▸ Written exercise 1:
Return the rows below exactly as they appear, everything from the start of the rows down through the line that contains "column 910, row 677", with both ends included. Leave the picture out of your answer.

▸ Source text:
---
Select column name per row for max value in PySpark - apache-spark

I have a dataframe like this, shown only two columns however there are many columns in original dataframe
data = [(("ID1", 3, 5)), (("ID2", 4, 12)), (("ID3", 8, 3))]
df = spark.createDataFrame(data, ["ID", "colA", "colB"])
df.show()
+---+----+----+
| ID|colA|colB|
+---+----+----+
|ID1| 3| 5|
|ID2| 4| 12|
|ID3| 8| 3|
+---+----+----+
I want to extract the name of the column per row, which has the max value. Hence the expected output is like this
+---+----+----+-------+
| ID|colA|colB|Max_col|
+---+----+----+-------+
|ID1| 3| 5| colB|
|ID2| 4| 12| colB|
|ID3| 8| 3| colA|
+---+----+----+-------+
In case of tie, where colA and colB have same value, choose the first column.
How can I achieve this in pyspark

You can use UDF on each row for row wise computation and use struct to pass multiple columns to udf. Hope this helps.
from pyspark.sql import functions as F
from pyspark.sql.types import IntegerType
from operator import itemgetter
data = [(("ID1", 3, 5,78)), (("ID2", 4, 12,45)), (("ID3", 70, 3,67))]
df = spark.createDataFrame(data, ["ID", "colA", "colB","colC"])
df.show()
+---+----+----+----+
| ID|colA|colB|colC|
+---+----+----+----+
|ID1| 3| 5| 78|
|ID2| 4| 12| 45|
|ID3| 70| 3| 70|
+---+----+----+----+
cols = df.columns
# to get max of values in a row
maxcol = F.udf(lambda row: max(row), IntegerType())
maxDF = df.withColumn("maxval", maxcol(F.struct([df[x] for x in df.columns[1:]])))
maxDF.show()
+---+----+----+----+-------+
|ID |colA|colB|colC|Max_col|
+---+----+----+----+-------+
|ID1|3 |5 |78 |78 |
|ID2|4 |12 |45 |45 |
|ID3|70 |3 |67 |70 |
+---+----+----+----+-------+
# to get max of value & corresponding column name
schema=StructType([StructField('maxval',IntegerType()),StructField('maxval_colname',StringType())])
---
▸ Listed entries:
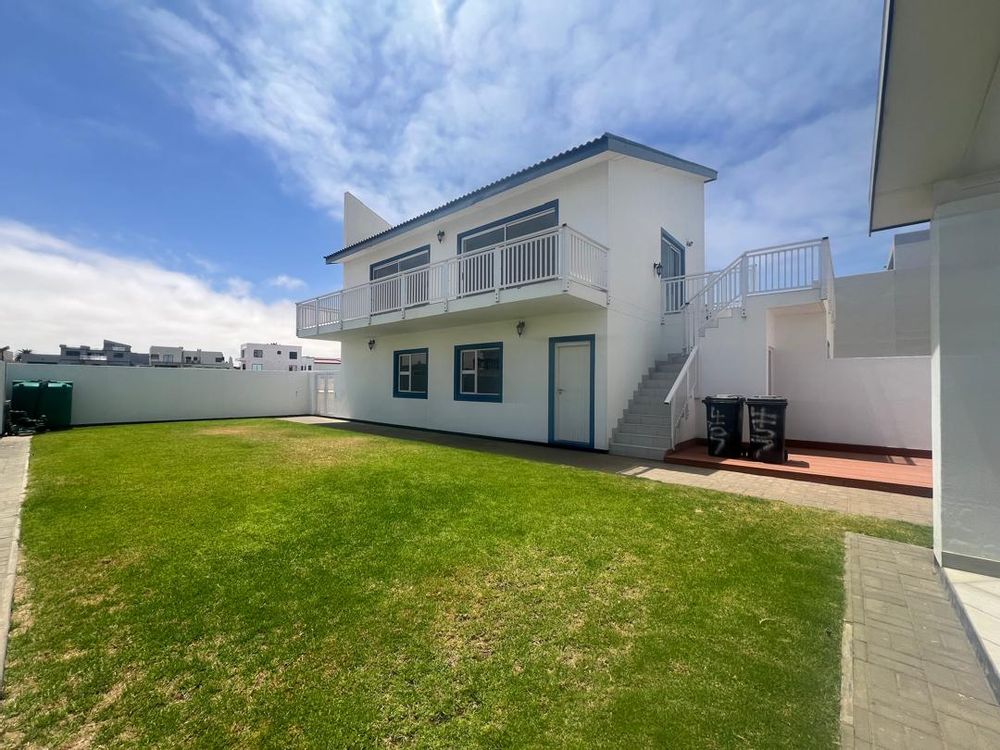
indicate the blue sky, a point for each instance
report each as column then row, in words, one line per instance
column 180, row 167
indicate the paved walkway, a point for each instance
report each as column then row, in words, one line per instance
column 910, row 676
column 829, row 497
column 13, row 478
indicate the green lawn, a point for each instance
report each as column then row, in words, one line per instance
column 262, row 583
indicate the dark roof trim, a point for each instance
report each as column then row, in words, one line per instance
column 883, row 80
column 607, row 142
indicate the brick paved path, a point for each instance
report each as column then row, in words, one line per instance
column 13, row 476
column 910, row 677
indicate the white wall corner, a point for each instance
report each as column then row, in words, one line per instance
column 360, row 222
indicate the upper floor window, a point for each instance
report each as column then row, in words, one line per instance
column 479, row 372
column 405, row 262
column 510, row 228
column 672, row 252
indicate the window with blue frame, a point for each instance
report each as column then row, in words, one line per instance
column 479, row 372
column 409, row 373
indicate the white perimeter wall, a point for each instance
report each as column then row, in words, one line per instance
column 883, row 401
column 884, row 314
column 104, row 395
column 364, row 387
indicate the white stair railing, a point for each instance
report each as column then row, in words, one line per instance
column 558, row 253
column 781, row 268
column 701, row 298
column 682, row 398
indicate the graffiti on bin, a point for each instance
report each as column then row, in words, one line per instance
column 763, row 422
column 717, row 431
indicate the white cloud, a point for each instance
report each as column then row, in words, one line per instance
column 407, row 105
column 284, row 281
column 57, row 292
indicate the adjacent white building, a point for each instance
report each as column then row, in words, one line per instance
column 937, row 159
column 178, row 356
column 273, row 358
column 569, row 303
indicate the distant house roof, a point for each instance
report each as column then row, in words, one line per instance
column 607, row 142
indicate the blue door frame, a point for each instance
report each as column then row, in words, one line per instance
column 553, row 340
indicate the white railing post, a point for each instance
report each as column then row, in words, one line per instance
column 564, row 256
column 497, row 268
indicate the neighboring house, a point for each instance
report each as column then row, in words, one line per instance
column 327, row 364
column 568, row 303
column 937, row 159
column 113, row 353
column 273, row 358
column 178, row 356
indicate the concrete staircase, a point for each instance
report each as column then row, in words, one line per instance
column 644, row 429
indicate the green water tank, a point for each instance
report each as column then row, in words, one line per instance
column 25, row 396
column 51, row 399
column 56, row 403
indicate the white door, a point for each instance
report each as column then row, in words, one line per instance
column 571, row 395
column 325, row 393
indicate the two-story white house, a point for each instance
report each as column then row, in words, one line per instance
column 527, row 309
column 569, row 304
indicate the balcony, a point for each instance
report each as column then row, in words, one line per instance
column 559, row 262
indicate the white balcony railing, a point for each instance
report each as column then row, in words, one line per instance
column 561, row 253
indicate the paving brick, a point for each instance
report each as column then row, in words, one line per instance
column 915, row 679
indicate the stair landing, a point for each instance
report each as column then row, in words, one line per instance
column 887, row 472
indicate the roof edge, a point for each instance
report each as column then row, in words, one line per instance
column 606, row 142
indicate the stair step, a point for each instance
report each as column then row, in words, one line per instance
column 650, row 441
column 638, row 428
column 652, row 408
column 661, row 417
column 636, row 451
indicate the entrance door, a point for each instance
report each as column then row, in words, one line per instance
column 325, row 393
column 571, row 390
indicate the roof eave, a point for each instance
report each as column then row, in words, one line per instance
column 605, row 143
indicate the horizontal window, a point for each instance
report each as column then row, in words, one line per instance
column 511, row 228
column 479, row 372
column 405, row 262
column 409, row 373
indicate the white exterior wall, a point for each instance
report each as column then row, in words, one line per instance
column 105, row 395
column 887, row 313
column 966, row 240
column 582, row 194
column 364, row 388
column 643, row 198
column 881, row 401
column 620, row 202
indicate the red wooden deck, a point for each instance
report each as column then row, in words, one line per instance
column 875, row 471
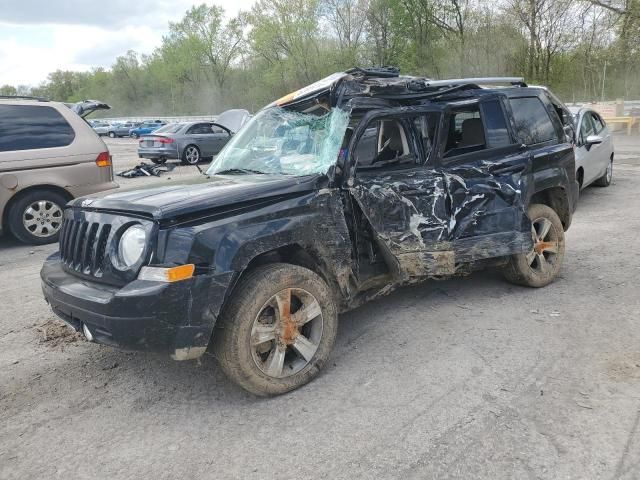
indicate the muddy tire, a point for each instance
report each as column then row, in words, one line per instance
column 541, row 265
column 605, row 180
column 277, row 331
column 36, row 217
column 191, row 155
---
▸ Written exercise 2:
According to the PySpark question, which column should be chosen when colA and colB have the same value?

▸ Exercise solution 1:
indicate the blue sky, a point for each instance
report each as column then row, in words, one line per instance
column 180, row 167
indicate the paved walkway, a point for each instance
report each as column then row, in words, one line per instance
column 910, row 676
column 829, row 497
column 13, row 478
indicate the green lawn, a point for each instance
report each as column then row, in words, one line per instance
column 262, row 583
indicate the dark roof trim, a point for each instance
report each as column then row, in words, one line per instance
column 883, row 80
column 607, row 142
indicate the brick paved path, a point for each instance
report each as column then row, in words, one line per instance
column 13, row 476
column 910, row 677

▸ Exercise solution 2:
The first column should be chosen.